▸ ЗАДАНИЕ A
Перепечатайте без изменений часть статьи о соцреализме, начиная со слов «Удивляться нечему. В» и заканчивая словами «не заслуживающее усилий.».

# # # # #

17.04.2023
Выставка, как принято выражаться, «работ эпохи соцреализма» открыта уже два месяца. Интерес публики оказался огромен, и ее было решено продлить. Стало очевидно: запрос на культурное наследие СССР полностью так и не удовлетворен. А сам соцреализм настоятельно нуждается в дестигматизации.
Принципы и эстетика советского искусства находятся если не на пороге возрождения, то на пике общественного интереса. Этот вывод подтверждается практикой. Тематические сообщества, существующие и в сети VK, и в запрещенном фейсбуке*, насчитывают многие десятки тысяч, а некоторые и под сотню тысяч подписчиков. Ажиотаж наблюдается на выставке «Дом культуры СССР» в московском Манеже — так же случилось и на проекте «Оттепель» в Третьяковке на Крымском Валу, ставшем хитом 2017 года. Петербургский выставочный зал «Манеж» был переполнен посетителями на парной выставке «Дейнека/Самохвалов». Артефакты советских десятилетий — желанные гости в небольших музеях и галереях. Между тем в том же Санкт-Петербурге вдумчиво и методично посмотреть соцреализм практически негде. Ну да, к столетию Октябрьской революции Русский музей представил в корпусе Бенуа экспозицию сталинского искусства 1930–1950-х годов. Но на этом, пожалуй, все. В остальном же, как правило, по верхам. Что-то хрестоматийное, в высшей степени идеологизированное, приближающееся порой к карикатуре на реальность, которую так легко высмеять, будучи «антисовком», — пожалуйста. Но минувшие десятилетия с подлинно человеческим лицом — нет.
Удивляться нечему. В девяностые и нулевые годы музейный менеджмент — та его часть, что оказалась на слуху и в непосредственной близости к руководящим вершинам — умудрилась сформировать новую антиидеологию. Как в советские годы гонения одолевали неформальное и «новое» искусство, так и в период либеральных «свобод» не обошлось без жертвы на заклание. Им и стало искусство социалистического реализма. Более того, сам этот термин переместился в практически табуированную категорию принципов и определений, проявление к которым общественного и профессионального внимания было принято расценивать как нечто низменное и не заслуживающее усилий.

# # # # #

▸ ЗАДАНИЕ B
Извлеките из листинга все строки, содержащие слово «boat».

▸ ИСХОДНЫЕ ДАННЫЕ

# # # # #

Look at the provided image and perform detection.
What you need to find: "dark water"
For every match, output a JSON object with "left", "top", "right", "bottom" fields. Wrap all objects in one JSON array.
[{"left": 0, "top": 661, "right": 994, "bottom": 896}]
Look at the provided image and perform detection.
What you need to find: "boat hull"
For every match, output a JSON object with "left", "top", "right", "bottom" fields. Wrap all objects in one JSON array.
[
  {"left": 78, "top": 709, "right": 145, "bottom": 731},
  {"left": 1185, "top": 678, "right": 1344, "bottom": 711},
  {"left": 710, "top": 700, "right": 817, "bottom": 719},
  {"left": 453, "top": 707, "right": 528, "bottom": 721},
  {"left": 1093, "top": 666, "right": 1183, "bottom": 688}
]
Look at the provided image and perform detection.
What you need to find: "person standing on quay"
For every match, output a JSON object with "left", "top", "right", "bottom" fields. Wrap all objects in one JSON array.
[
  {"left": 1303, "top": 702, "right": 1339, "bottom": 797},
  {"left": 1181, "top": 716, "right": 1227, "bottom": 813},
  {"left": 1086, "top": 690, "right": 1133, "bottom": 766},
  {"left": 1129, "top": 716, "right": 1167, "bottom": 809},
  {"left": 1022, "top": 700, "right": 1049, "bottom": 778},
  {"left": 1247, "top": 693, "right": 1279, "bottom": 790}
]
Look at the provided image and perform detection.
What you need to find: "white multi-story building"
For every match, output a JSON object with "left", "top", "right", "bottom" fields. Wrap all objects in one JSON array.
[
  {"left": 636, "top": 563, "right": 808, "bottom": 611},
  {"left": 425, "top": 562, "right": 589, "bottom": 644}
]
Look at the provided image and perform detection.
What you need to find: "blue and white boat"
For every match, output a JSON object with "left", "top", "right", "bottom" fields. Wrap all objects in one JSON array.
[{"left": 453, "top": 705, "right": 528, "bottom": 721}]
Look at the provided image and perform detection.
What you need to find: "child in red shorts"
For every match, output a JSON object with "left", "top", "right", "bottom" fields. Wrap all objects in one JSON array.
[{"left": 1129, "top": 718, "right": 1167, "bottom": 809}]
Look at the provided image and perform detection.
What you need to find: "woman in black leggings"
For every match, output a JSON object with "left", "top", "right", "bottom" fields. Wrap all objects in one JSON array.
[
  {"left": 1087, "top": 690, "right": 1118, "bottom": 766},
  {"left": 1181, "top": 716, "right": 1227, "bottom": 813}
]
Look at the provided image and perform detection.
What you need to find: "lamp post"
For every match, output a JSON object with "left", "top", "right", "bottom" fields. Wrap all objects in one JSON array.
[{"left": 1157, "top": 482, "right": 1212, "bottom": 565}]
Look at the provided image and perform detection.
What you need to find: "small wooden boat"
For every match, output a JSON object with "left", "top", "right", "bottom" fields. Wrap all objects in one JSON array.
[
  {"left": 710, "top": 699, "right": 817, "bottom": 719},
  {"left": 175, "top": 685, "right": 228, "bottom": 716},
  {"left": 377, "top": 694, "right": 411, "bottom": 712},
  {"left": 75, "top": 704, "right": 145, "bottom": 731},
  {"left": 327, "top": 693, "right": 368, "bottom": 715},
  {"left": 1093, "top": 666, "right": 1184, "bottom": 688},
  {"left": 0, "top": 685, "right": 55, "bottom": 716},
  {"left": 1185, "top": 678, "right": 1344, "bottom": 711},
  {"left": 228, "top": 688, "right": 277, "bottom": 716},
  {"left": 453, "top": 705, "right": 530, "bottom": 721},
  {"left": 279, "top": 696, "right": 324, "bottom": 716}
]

# # # # #

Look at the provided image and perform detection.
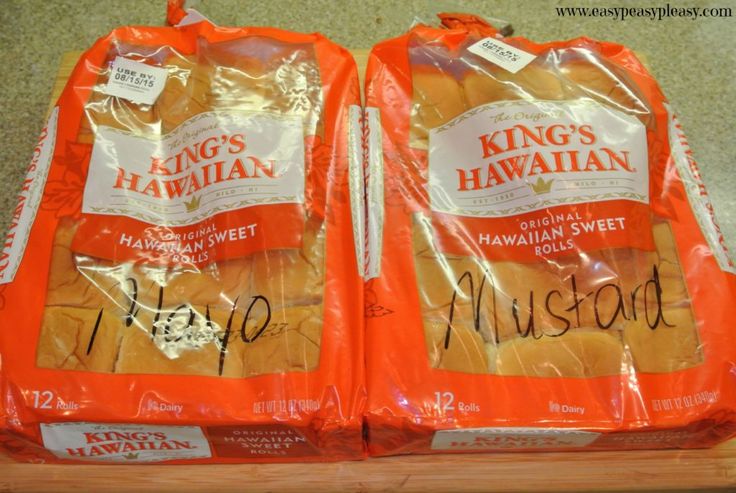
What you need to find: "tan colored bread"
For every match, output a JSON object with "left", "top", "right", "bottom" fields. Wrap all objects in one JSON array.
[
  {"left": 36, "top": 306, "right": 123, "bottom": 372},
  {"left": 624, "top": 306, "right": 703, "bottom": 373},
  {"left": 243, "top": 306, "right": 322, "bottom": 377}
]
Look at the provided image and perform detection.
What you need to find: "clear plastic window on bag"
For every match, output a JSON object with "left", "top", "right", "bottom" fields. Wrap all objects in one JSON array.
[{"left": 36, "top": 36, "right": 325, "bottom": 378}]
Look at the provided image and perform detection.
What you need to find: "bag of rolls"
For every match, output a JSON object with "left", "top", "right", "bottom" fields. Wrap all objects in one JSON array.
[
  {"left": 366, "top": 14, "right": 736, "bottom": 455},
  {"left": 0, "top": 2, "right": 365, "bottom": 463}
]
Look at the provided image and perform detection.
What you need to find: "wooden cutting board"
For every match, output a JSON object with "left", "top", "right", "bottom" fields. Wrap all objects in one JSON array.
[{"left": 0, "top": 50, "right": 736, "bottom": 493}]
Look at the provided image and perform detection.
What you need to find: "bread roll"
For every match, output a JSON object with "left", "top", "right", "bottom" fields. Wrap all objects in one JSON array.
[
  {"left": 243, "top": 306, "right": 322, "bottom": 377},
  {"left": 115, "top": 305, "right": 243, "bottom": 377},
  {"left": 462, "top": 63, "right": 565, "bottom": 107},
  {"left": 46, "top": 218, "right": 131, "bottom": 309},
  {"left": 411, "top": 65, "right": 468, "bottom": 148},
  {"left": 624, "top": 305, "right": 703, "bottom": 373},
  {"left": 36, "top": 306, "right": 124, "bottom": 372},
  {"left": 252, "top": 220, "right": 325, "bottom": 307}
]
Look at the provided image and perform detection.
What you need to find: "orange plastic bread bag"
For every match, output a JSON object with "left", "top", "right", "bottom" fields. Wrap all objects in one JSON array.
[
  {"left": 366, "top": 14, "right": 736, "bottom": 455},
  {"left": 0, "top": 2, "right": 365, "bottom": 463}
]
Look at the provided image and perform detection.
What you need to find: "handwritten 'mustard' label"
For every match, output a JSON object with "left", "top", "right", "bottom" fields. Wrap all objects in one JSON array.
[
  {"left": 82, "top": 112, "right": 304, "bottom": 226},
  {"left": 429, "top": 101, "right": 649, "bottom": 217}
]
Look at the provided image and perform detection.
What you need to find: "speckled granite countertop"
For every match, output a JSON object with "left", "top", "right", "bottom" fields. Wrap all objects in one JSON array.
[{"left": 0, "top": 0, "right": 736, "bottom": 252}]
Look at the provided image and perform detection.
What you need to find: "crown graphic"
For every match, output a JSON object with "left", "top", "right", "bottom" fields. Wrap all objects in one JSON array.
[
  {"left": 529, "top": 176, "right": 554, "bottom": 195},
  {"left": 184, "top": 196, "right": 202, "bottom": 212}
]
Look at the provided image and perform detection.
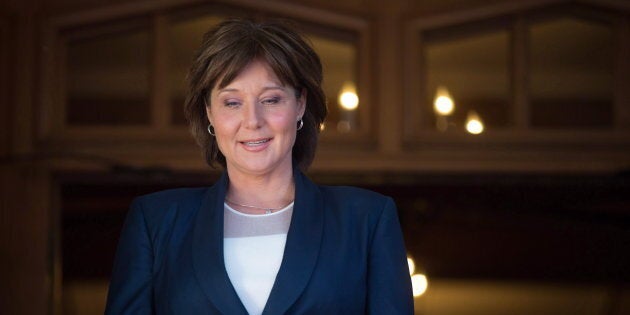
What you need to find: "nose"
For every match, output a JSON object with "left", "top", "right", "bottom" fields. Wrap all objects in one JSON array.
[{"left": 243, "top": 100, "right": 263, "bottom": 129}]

# # # # #

▸ ОТВЕТ К ЗАДАНИЮ A
Удивляться нечему. В девяностые и нулевые годы музейный менеджмент — та его часть, что оказалась на слуху и в непосредственной близости к руководящим вершинам — умудрилась сформировать новую антиидеологию. Как в советские годы гонения одолевали неформальное и «новое» искусство, так и в период либеральных «свобод» не обошлось без жертвы на заклание. Им и стало искусство социалистического реализма. Более того, сам этот термин переместился в практически табуированную категорию принципов и определений, проявление к которым общественного и профессионального внимания было принято расценивать как нечто низменное и не заслуживающее усилий.

▸ ОТВЕТ К ЗАДАНИЮ B
What you need to find: "boat hull"
What you need to find: "blue and white boat"
What you need to find: "small wooden boat"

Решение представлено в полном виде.